● Exercise brief: Format the rows below as a two-column CSV with the headers row_text and answer, starting with the line that contains "# test: pointer emits one marker per instance of the stick" and going on through the line that contains "x=718 y=435". Each CSV line should hold one row's text and its answer, each in a single quoted field with line breaks replaced by spaces.

Data extracted from a collection:
■ ■ ■ ■
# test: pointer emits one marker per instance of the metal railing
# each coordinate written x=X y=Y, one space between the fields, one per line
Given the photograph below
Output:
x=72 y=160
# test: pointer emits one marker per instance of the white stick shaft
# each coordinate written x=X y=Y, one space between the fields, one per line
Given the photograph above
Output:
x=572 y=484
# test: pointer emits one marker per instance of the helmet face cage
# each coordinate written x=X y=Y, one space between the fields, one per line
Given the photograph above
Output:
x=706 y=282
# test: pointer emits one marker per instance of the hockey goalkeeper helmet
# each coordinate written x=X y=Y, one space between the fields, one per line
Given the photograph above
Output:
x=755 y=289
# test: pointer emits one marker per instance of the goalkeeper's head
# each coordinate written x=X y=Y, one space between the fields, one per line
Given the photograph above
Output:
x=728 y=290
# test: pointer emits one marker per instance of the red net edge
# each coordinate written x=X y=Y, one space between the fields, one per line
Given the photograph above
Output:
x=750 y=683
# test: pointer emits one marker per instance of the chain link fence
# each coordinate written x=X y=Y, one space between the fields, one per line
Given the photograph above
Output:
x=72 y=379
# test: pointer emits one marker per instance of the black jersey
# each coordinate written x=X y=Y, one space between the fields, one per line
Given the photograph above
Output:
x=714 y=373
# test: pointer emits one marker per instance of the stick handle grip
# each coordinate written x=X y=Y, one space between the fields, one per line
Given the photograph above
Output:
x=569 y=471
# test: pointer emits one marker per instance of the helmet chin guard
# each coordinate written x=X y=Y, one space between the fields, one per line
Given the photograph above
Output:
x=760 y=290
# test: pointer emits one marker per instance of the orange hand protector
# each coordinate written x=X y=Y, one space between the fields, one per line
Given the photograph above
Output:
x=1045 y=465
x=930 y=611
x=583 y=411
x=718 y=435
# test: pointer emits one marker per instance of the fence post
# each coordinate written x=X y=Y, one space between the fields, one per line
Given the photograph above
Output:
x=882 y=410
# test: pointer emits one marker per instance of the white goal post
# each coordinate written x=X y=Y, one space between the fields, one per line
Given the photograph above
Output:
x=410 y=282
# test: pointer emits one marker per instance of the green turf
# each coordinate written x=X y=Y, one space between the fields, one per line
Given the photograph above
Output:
■ ■ ■ ■
● Completed exercise:
row_text,answer
"# test: pointer emits one marker per instance of the stick handle grip # each coordinate written x=X y=Y, one space between the fields, one per line Given the photograph above Output:","x=569 y=471"
"# test: pointer emits one marker per instance of the helmet chin guard # each coordinate written x=X y=Y, one space between the fields, one per line Given the photograph above Output:","x=760 y=290"
"# test: pointer emits one marker per instance of the orange hand protector # each coordinate written x=X y=Y, one space between the fields, one per line Given the photograph above Output:","x=1045 y=465 x=930 y=611 x=583 y=411 x=718 y=435"